- What is being asked:
Output, please, exactly those lines of the listing that come before the line with "Target: blurred background", along with that line itself.

- Supplied data:
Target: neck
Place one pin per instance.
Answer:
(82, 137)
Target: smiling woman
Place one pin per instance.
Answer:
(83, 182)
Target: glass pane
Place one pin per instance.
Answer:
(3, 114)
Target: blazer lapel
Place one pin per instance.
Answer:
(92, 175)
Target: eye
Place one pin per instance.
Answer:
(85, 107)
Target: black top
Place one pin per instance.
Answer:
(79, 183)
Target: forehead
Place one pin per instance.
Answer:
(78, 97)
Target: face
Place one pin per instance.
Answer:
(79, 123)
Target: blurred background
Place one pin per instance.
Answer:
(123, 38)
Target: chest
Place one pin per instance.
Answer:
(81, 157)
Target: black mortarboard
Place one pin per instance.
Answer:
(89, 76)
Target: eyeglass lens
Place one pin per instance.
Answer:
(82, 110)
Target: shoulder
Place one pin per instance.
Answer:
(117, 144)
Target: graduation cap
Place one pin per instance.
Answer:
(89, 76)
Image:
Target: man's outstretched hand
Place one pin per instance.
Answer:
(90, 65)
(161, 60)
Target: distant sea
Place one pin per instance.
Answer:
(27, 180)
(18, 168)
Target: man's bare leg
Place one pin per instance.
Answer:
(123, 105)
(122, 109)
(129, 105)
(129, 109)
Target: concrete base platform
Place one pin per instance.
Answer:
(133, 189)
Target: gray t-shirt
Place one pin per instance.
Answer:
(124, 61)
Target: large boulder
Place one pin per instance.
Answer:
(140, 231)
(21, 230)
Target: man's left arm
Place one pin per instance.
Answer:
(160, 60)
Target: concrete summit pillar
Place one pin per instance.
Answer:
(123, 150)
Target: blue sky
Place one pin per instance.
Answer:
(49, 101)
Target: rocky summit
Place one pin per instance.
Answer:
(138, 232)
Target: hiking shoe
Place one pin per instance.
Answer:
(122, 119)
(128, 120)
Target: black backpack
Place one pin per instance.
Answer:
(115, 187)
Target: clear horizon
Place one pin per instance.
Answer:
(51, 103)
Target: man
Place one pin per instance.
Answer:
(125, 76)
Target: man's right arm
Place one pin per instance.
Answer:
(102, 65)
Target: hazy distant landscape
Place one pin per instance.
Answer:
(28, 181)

- Completed exercise:
Target: neck
Place one pin per instance.
Answer:
(82, 137)
Target: smiling woman
Place one pin per instance.
Answer:
(83, 182)
Target: glass pane
Place one pin per instance.
Answer:
(3, 114)
Target: blazer lapel
Place one pin per instance.
Answer:
(92, 175)
Target: eye
Place one pin per instance.
Answer:
(85, 107)
Target: black top
Place one pin per instance.
Answer:
(79, 183)
Target: forehead
Place one pin per instance.
Answer:
(78, 97)
Target: face
Place one pin per instance.
Answer:
(79, 123)
Target: blurred background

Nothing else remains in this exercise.